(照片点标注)
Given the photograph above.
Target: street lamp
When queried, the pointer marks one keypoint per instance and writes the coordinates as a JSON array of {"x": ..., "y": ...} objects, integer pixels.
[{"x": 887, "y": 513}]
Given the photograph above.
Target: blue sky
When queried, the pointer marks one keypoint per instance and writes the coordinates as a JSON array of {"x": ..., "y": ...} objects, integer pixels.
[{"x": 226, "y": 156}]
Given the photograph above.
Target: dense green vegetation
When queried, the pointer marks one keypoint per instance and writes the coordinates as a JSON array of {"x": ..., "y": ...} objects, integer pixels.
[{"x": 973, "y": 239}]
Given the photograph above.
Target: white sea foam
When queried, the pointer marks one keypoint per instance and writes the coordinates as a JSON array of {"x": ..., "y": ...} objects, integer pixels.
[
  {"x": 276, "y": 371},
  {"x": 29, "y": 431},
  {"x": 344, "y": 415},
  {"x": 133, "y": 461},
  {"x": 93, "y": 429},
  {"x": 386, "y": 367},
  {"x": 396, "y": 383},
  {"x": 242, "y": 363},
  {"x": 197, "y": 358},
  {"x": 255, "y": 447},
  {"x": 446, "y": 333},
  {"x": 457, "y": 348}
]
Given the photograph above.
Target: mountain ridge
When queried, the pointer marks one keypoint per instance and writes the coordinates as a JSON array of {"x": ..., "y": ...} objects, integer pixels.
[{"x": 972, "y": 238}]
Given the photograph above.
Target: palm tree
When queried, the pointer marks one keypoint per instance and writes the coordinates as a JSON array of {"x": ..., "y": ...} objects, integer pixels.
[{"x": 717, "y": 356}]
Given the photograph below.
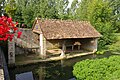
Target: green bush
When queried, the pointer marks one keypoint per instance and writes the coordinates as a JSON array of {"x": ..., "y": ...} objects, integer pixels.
[{"x": 98, "y": 69}]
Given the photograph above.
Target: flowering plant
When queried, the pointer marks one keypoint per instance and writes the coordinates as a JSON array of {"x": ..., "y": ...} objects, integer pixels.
[{"x": 8, "y": 28}]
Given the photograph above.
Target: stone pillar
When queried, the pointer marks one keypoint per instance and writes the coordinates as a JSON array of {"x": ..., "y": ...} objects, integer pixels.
[
  {"x": 42, "y": 46},
  {"x": 11, "y": 52}
]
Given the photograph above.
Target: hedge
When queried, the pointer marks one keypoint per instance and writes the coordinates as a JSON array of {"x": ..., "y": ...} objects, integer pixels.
[{"x": 98, "y": 69}]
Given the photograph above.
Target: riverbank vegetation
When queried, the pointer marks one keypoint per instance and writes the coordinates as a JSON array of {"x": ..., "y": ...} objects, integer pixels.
[
  {"x": 98, "y": 69},
  {"x": 104, "y": 15}
]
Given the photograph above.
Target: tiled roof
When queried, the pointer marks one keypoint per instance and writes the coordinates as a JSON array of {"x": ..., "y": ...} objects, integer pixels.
[{"x": 64, "y": 29}]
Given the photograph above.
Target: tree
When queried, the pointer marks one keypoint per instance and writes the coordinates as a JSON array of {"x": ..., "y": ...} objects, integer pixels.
[{"x": 100, "y": 14}]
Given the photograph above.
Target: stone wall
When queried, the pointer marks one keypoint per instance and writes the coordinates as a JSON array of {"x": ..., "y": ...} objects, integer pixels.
[{"x": 89, "y": 44}]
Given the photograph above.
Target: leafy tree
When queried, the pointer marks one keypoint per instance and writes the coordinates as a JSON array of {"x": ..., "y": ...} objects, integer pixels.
[{"x": 100, "y": 14}]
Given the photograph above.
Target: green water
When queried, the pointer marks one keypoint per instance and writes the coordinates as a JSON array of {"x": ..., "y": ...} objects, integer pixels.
[{"x": 58, "y": 70}]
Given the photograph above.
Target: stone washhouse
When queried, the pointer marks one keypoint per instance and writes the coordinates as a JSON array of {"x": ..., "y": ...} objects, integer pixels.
[{"x": 64, "y": 36}]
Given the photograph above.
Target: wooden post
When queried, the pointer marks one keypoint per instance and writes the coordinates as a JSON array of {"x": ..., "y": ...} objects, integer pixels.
[
  {"x": 11, "y": 52},
  {"x": 63, "y": 50},
  {"x": 42, "y": 46}
]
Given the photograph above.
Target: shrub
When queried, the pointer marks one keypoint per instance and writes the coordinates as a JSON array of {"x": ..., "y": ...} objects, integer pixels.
[{"x": 98, "y": 69}]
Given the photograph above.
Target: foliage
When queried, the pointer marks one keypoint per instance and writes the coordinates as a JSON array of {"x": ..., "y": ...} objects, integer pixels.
[
  {"x": 10, "y": 7},
  {"x": 100, "y": 14},
  {"x": 98, "y": 69},
  {"x": 7, "y": 28}
]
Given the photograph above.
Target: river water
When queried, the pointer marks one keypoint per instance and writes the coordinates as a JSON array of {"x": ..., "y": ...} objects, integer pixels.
[{"x": 57, "y": 70}]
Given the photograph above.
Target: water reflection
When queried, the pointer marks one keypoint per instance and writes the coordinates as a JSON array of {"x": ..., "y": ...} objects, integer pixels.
[{"x": 57, "y": 70}]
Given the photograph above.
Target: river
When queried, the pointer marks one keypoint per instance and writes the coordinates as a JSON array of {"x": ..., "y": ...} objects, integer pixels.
[{"x": 57, "y": 70}]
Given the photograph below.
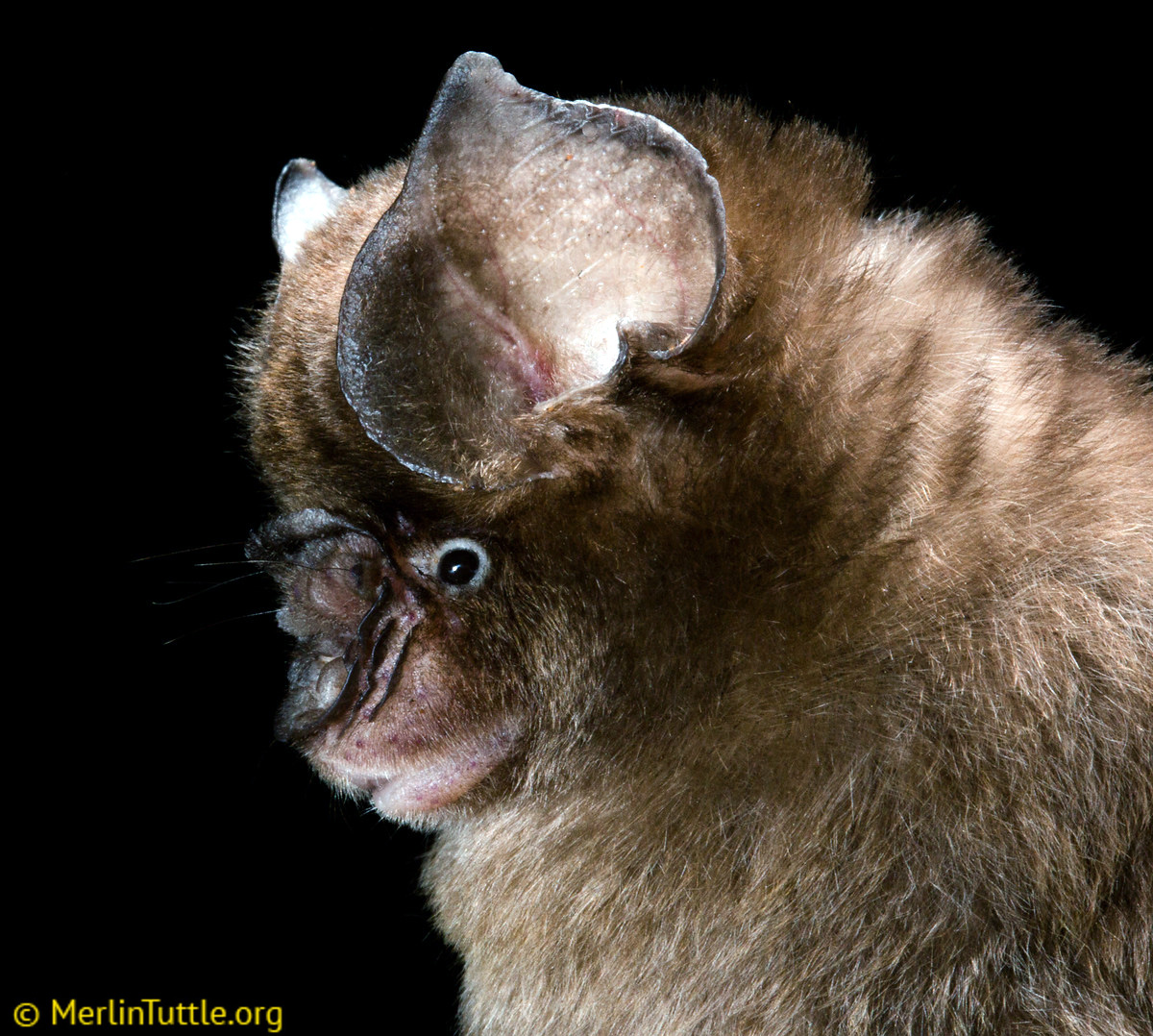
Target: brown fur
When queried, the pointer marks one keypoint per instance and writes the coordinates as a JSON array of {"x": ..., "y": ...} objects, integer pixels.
[{"x": 829, "y": 655}]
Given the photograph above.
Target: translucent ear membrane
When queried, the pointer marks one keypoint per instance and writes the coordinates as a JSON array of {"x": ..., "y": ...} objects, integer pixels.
[{"x": 534, "y": 243}]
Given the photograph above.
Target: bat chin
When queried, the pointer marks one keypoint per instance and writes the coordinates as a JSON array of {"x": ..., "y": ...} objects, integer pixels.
[{"x": 410, "y": 788}]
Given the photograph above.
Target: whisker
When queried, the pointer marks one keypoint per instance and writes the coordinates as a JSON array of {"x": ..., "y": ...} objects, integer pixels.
[
  {"x": 220, "y": 622},
  {"x": 205, "y": 590}
]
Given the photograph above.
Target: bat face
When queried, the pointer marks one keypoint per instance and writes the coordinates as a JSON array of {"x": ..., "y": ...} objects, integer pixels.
[{"x": 478, "y": 458}]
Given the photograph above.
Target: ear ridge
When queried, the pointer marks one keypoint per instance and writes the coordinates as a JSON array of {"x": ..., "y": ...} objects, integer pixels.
[{"x": 534, "y": 242}]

_书面请求_: 返回上面数据中所有包含词语“water”的行，逐行原样抄录。

_任务答案_:
Target: green water
Target: river water
Target: water reflection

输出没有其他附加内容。